- **REQUIREMENTS**: Pick out and copy every line in the listing below that contains the string "small". Matches must have the same capitalization.

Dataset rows
(begin)
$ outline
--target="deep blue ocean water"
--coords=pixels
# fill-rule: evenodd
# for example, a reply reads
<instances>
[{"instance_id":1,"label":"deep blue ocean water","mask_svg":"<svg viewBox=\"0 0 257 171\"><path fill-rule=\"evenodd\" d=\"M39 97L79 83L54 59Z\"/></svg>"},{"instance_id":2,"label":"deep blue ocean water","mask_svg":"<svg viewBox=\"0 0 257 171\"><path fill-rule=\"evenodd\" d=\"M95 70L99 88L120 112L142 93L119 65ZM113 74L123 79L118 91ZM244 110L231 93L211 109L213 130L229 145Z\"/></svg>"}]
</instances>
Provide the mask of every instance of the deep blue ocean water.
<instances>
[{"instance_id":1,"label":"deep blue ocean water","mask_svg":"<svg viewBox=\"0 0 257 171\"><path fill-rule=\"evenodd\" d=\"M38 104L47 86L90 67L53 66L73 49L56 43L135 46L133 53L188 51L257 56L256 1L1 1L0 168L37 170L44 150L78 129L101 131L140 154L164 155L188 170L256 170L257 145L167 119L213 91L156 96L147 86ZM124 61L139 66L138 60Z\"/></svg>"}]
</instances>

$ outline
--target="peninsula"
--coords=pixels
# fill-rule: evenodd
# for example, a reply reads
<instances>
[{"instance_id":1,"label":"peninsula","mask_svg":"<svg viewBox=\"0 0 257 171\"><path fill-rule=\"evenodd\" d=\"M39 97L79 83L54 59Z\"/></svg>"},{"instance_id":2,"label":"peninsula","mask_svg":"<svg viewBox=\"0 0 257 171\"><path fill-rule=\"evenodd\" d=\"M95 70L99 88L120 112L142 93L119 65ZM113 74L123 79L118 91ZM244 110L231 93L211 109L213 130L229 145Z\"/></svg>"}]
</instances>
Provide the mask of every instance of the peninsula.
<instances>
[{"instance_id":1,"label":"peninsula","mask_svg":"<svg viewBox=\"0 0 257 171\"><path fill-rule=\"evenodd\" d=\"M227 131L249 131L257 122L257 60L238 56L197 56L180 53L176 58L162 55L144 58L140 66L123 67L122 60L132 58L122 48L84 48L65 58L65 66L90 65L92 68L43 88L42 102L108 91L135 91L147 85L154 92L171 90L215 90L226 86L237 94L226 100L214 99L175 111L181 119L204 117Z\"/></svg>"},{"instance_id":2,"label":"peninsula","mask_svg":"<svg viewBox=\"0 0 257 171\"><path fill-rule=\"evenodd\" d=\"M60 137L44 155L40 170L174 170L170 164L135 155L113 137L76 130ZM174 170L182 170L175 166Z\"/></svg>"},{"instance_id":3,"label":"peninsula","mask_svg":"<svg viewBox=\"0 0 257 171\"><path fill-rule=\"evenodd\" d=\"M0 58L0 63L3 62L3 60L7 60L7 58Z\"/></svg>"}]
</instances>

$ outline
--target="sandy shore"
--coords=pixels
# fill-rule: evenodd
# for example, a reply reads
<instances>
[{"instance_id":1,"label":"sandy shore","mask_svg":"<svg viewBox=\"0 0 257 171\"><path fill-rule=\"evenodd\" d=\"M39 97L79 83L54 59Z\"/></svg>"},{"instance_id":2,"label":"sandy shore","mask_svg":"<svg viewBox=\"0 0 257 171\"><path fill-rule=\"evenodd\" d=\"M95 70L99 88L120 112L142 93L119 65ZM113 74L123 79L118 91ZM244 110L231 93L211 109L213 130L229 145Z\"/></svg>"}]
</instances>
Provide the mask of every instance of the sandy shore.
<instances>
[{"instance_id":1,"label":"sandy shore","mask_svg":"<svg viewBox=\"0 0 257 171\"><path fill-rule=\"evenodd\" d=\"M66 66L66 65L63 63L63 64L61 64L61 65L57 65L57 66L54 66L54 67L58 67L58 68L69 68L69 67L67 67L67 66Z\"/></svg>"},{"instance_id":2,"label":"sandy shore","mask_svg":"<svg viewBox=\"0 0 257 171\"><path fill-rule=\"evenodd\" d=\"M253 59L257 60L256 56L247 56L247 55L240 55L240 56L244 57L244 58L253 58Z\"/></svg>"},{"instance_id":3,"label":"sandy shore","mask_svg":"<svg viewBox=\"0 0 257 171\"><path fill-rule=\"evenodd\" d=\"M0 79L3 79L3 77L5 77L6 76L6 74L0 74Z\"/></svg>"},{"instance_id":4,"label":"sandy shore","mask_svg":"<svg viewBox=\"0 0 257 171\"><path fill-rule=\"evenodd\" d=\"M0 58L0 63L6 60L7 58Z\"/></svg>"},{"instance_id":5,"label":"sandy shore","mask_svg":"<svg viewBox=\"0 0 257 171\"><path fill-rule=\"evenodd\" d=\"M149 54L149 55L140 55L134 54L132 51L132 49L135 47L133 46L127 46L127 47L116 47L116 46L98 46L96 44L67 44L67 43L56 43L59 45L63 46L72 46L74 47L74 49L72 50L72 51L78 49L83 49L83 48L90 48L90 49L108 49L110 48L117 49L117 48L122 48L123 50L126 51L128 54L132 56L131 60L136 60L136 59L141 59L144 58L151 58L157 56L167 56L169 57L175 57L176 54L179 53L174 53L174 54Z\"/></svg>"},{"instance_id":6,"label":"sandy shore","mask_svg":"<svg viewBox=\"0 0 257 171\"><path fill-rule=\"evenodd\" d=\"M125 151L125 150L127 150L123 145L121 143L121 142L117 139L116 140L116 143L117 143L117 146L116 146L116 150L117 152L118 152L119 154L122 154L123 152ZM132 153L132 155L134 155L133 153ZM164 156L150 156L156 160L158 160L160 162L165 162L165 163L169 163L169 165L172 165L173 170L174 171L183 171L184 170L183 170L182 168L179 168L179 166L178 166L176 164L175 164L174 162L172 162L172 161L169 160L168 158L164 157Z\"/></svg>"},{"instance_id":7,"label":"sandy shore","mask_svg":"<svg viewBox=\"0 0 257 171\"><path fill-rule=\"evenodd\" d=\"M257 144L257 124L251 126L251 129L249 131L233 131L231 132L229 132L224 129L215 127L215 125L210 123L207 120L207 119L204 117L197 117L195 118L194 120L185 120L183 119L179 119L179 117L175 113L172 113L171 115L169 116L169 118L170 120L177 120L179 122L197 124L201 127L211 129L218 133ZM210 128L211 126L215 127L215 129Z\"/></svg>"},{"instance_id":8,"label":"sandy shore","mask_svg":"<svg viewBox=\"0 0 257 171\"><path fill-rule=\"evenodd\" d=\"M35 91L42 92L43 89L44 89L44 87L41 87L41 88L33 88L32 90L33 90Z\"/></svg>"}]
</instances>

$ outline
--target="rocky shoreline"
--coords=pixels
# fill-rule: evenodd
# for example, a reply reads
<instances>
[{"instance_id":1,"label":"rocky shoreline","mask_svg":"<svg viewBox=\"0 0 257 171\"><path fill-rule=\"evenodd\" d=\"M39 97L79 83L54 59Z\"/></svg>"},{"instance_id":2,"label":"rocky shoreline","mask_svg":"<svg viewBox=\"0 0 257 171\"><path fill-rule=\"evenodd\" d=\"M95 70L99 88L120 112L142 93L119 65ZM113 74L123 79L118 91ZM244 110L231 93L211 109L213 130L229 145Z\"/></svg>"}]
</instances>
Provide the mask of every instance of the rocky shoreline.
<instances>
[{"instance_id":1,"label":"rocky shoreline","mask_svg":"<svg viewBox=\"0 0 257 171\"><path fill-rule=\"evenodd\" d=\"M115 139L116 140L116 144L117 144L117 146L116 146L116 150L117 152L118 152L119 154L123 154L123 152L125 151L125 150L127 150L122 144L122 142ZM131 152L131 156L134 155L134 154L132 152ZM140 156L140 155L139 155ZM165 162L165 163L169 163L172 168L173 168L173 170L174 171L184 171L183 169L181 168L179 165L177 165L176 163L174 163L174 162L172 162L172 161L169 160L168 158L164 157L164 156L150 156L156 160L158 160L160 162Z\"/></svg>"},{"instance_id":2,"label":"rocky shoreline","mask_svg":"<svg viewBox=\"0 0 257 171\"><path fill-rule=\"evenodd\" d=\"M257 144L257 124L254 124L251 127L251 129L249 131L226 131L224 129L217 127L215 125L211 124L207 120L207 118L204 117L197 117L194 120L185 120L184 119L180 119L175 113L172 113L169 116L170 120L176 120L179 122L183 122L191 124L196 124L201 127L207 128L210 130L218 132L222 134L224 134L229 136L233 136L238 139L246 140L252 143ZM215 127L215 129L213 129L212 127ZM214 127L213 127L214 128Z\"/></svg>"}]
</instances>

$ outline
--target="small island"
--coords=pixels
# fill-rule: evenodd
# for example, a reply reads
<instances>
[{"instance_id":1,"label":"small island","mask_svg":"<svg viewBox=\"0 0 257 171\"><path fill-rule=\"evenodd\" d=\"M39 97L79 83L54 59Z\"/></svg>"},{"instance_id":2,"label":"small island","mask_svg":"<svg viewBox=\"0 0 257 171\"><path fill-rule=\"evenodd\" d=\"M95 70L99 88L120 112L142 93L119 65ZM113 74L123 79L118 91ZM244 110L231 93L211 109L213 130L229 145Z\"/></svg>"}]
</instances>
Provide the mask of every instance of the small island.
(end)
- **EXERCISE SOLUTION**:
--target="small island"
[{"instance_id":1,"label":"small island","mask_svg":"<svg viewBox=\"0 0 257 171\"><path fill-rule=\"evenodd\" d=\"M39 97L79 83L54 59Z\"/></svg>"},{"instance_id":2,"label":"small island","mask_svg":"<svg viewBox=\"0 0 257 171\"><path fill-rule=\"evenodd\" d=\"M95 70L99 88L120 112L142 93L119 65ZM113 74L123 79L118 91ZM244 110L231 93L211 109L213 130L229 145Z\"/></svg>"}]
Provide the mask of every instance of the small island.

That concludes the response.